■ **Document excerpt**
= Victor (magister equitum) =

Roman army officer and politician

Victor ( 362–383) was a Roman military officer and politician, who served the emperors Constantius II, Julian, Jovian and Valens. He was appointed consul in AD 369, alongside Valentinianus Galates.

==Early career and Julian's Persian campaign==
Born into a Sarmatian family, Victor served at the court of the emperor Constantius II as a palace official. Under Julian the Apostate, Victor was appointed Comes rei militaris, a position he held from AD 362 – 363. In anticipation of the campaign against the Sassanid Empire, Julian had Victor march the Roman army from Constantinople to Antioch. When Julian arrived to take command of the expedition, Victor was placed in charge of the rearguard. On the road to Ctesiphon, he scouted ahead to ensure there were no traps laid by the Persians, and at the Battle of Ctesiphon, he led the vanguard across the river, scattering a force of Persians led by the son of king Shapur II.

Victor and his fellow generals then tried to convince Julian not to cross the canal, but Julian ordered him to cross and to engage the enemy, whereupon Victor was forced to pull back after meeting stiff resistance. A second engagement forced the Persians back to the walls of Ctesiphon, during which Victor was wounded in the shoulder. He prevented his soldiers from entering the city in pursuit of the retreating Persians.

■ **What you need to do**
**a)** Reproduce the passage on Victor from "Victor ( 362–383)" to "alongside Valentinianus Galates.".
**b)** For each statement below, say whether the passage on Victor supports it, answering yes or no and quoting the words that decide it.
(i) Victor came from a Sarmatian family.
(ii) When Julian arrived to lead the expedition, Victor was given command of the vanguard.
(iii) Victor let his soldiers follow the retreating Persians into Ctesiphon.
**c)** Answer these questions using the passage on Victor.
(i) In what year was Victor appointed consul?
(ii) Where on his body was Victor wounded?
(iii) From which city to which city did Victor march the Roman army before the campaign?

■ **Material supplied**
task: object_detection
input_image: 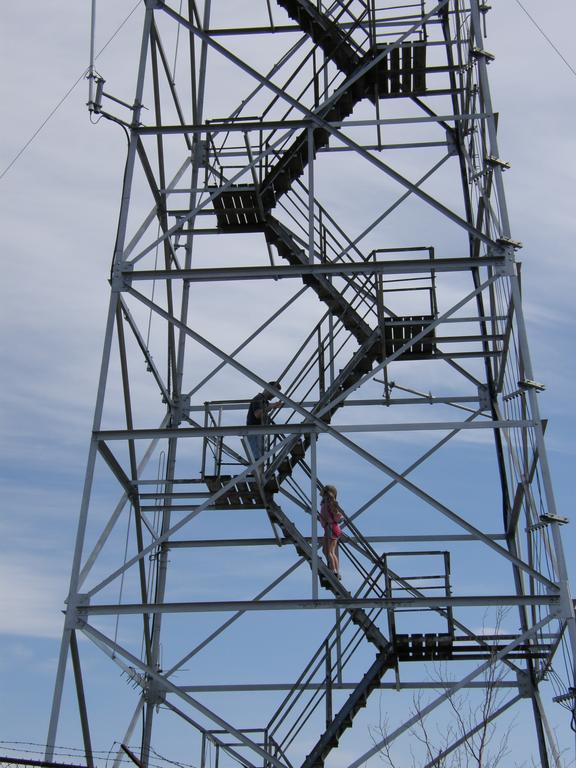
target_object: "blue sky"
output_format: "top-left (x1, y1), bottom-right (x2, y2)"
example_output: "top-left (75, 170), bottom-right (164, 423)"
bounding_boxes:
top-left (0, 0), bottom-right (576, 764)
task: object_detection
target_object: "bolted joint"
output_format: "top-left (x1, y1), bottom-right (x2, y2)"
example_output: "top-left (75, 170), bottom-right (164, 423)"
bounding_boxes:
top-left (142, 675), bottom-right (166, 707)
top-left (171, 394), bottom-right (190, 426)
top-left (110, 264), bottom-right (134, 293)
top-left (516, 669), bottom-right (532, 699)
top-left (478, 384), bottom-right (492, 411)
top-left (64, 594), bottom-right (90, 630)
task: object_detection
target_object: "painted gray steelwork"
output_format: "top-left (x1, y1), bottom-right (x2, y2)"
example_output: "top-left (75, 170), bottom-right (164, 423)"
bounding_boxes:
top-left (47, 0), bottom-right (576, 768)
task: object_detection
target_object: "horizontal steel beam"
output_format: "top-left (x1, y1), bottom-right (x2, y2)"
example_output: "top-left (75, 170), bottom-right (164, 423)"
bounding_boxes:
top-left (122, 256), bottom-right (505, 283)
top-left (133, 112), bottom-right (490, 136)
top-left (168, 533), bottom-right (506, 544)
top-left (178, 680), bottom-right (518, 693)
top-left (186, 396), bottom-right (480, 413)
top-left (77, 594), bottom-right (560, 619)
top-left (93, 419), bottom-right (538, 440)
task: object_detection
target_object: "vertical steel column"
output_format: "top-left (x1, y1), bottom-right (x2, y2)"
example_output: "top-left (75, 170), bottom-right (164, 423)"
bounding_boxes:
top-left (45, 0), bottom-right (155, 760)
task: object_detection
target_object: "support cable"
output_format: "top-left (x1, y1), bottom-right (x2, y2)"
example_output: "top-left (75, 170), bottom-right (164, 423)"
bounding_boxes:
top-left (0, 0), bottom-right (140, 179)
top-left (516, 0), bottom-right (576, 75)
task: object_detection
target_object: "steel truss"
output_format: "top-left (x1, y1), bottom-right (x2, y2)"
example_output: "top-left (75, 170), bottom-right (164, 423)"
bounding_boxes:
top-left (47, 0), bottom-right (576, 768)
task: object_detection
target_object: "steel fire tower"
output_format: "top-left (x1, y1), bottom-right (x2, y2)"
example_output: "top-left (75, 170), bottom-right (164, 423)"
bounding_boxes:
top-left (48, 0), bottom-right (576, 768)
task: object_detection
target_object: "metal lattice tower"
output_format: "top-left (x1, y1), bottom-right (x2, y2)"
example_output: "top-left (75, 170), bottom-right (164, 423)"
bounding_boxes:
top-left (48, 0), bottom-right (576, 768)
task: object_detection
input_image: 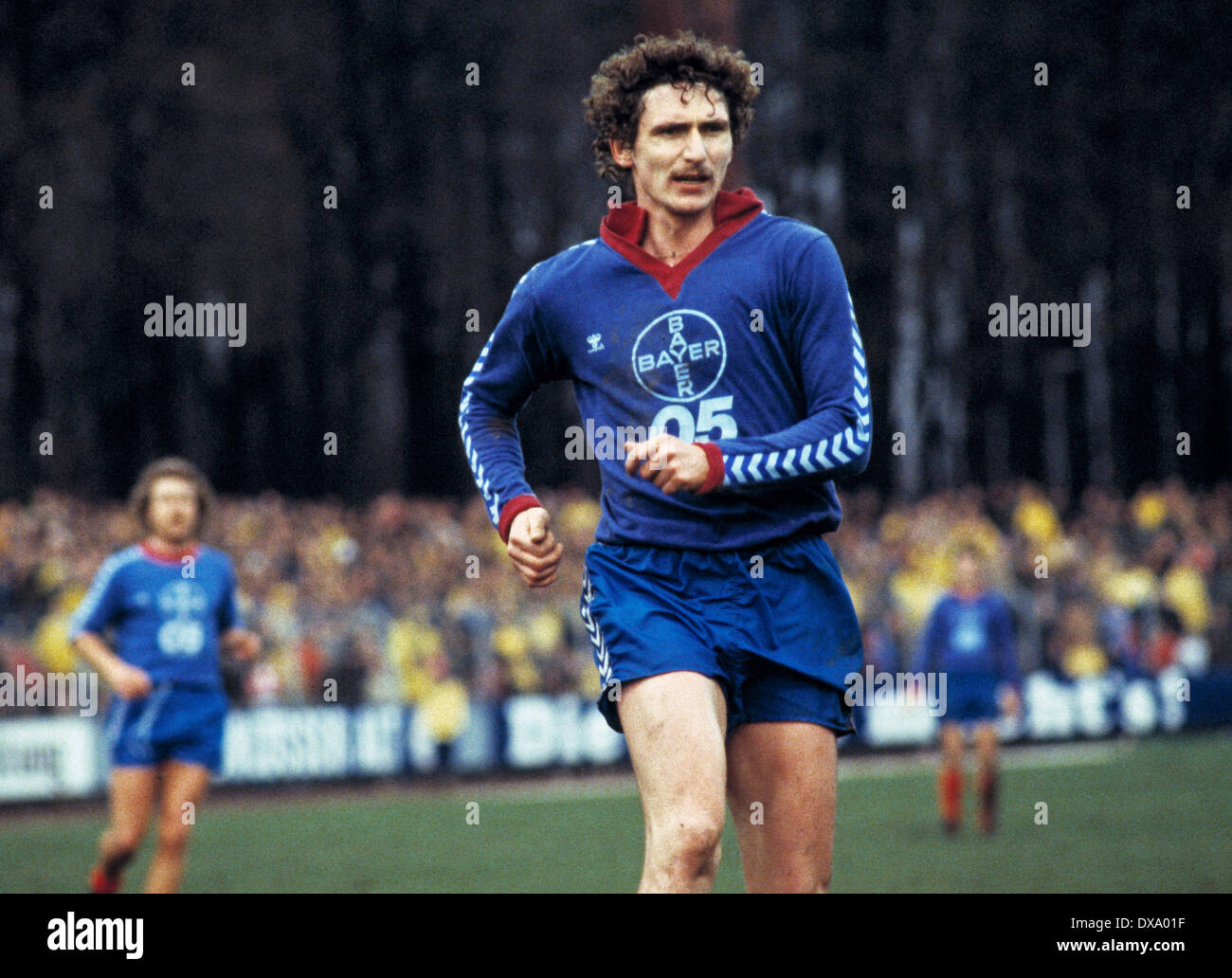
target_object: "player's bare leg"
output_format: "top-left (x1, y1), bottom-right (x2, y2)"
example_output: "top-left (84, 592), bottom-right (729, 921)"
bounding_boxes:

...

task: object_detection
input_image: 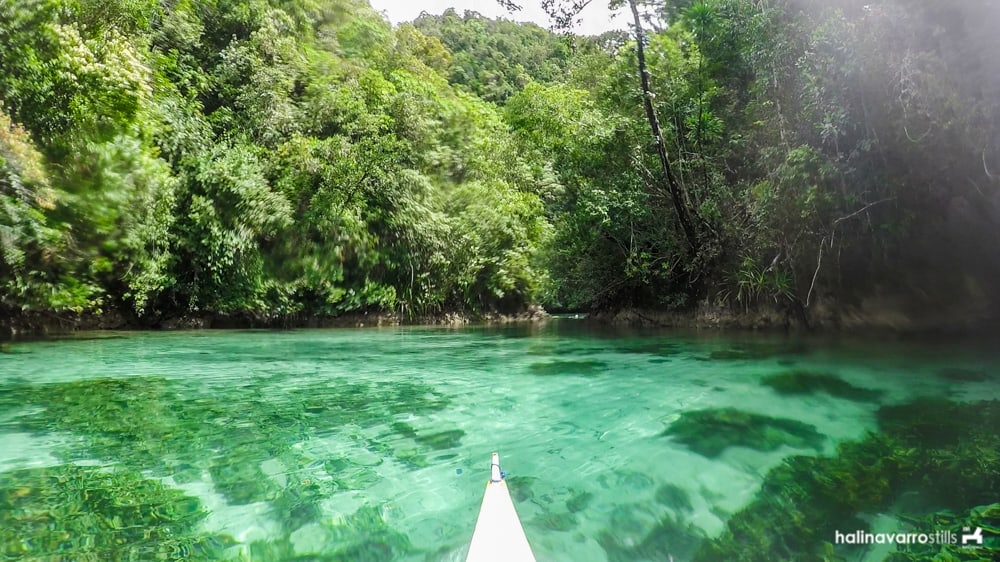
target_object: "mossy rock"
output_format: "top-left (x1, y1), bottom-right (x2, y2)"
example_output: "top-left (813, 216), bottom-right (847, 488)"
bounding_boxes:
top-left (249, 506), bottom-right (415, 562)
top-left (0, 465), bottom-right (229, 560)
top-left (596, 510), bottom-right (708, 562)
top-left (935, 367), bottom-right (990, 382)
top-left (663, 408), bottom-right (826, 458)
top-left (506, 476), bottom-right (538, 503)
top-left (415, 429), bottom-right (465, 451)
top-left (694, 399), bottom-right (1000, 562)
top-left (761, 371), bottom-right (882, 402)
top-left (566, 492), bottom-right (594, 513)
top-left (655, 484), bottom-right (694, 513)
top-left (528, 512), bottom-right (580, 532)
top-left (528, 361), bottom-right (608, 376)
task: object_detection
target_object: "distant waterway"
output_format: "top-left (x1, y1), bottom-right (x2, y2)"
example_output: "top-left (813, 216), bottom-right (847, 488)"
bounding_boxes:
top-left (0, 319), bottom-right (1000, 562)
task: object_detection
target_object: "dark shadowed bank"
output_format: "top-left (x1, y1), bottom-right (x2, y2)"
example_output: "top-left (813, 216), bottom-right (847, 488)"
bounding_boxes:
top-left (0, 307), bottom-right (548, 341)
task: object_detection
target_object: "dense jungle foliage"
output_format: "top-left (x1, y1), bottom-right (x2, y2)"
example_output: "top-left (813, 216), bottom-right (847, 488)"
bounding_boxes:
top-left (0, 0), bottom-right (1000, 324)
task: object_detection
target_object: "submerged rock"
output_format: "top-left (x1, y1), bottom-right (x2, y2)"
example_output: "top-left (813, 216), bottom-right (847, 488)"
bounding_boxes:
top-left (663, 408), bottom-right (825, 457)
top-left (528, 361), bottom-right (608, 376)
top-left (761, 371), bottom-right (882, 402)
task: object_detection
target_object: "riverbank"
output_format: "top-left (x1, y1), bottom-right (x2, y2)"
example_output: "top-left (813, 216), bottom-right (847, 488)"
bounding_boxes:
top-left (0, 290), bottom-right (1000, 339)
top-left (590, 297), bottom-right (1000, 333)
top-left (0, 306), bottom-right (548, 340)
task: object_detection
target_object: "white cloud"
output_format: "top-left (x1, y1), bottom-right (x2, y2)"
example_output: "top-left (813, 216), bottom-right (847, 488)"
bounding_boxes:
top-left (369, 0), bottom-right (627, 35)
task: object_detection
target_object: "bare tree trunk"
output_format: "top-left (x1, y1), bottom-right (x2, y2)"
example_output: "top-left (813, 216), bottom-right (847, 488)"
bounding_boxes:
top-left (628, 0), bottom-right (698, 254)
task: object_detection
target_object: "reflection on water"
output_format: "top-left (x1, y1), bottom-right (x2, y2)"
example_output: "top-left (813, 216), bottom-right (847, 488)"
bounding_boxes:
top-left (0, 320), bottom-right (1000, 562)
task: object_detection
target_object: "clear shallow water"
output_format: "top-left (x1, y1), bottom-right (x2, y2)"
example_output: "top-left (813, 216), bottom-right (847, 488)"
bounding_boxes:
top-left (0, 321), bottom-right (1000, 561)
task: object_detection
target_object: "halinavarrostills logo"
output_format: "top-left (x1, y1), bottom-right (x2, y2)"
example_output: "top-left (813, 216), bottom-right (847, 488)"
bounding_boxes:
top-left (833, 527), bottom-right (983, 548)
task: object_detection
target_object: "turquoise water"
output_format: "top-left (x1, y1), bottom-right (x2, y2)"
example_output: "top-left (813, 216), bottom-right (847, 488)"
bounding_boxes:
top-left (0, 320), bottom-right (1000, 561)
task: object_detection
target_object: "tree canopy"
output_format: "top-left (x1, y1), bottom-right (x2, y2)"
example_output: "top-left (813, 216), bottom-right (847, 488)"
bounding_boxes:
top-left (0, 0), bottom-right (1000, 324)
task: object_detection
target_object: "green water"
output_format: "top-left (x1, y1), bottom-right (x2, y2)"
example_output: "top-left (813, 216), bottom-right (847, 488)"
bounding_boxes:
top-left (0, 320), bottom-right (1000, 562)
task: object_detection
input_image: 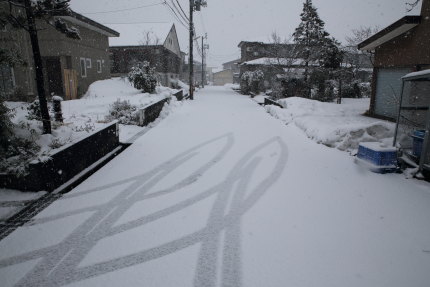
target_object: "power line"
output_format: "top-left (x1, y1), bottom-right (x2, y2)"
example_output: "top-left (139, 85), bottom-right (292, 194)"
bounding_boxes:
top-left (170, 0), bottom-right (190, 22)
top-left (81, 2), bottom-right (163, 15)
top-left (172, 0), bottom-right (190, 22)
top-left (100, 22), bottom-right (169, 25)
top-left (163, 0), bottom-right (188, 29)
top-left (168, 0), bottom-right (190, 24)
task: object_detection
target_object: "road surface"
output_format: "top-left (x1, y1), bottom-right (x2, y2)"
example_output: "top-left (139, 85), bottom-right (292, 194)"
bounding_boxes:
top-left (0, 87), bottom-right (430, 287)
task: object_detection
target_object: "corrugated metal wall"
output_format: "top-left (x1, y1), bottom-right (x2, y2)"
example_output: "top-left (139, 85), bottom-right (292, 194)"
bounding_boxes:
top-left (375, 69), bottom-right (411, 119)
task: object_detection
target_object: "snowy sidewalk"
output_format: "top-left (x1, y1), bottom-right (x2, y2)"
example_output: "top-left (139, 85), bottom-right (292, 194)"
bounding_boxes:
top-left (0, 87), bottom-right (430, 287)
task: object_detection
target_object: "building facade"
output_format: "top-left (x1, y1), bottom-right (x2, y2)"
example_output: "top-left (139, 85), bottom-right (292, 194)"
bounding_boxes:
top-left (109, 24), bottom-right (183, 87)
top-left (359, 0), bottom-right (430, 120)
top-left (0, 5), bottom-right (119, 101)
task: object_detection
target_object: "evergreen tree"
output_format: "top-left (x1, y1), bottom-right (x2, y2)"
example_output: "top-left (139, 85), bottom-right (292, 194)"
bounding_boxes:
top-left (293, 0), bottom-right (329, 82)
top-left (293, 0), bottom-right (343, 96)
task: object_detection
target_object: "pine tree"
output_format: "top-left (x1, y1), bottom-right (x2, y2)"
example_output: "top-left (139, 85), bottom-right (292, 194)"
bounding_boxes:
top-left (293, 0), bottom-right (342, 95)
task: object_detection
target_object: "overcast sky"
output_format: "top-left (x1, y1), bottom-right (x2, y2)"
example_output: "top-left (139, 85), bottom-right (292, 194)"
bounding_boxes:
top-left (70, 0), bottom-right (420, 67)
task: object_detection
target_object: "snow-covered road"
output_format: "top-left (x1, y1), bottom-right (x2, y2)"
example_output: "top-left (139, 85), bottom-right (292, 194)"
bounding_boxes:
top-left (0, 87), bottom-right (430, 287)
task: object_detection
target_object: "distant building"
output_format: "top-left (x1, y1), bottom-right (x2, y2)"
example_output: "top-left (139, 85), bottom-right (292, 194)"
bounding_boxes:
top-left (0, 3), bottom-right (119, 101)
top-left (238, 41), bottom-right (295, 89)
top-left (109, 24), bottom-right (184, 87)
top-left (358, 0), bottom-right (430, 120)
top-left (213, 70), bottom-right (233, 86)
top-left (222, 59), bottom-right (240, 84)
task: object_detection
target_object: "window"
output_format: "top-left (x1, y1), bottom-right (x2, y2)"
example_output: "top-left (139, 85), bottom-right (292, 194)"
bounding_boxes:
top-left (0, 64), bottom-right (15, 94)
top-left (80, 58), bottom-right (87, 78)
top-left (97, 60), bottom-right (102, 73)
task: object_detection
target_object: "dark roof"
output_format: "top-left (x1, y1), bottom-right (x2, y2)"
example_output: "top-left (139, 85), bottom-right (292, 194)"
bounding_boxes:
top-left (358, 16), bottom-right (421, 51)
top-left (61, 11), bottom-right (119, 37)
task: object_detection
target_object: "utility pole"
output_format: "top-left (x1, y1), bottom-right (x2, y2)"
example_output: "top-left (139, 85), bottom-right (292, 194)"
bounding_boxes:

■ **List of solutions**
**a)**
Victor ( 362–383) was a Roman military officer and politician, who served the emperors Constantius II, Julian, Jovian and Valens. He was appointed consul in AD 369, alongside Valentinianus Galates.

**b)**
(i) Yes: "Born into a Sarmatian family"
(ii) No: "Victor was placed in charge of the rearguard."
(iii) No: "He prevented his soldiers from entering the city in pursuit of the retreating Persians."

**c)**
(i) AD 369
(ii) In the shoulder
(iii) From Constantinople to Antioch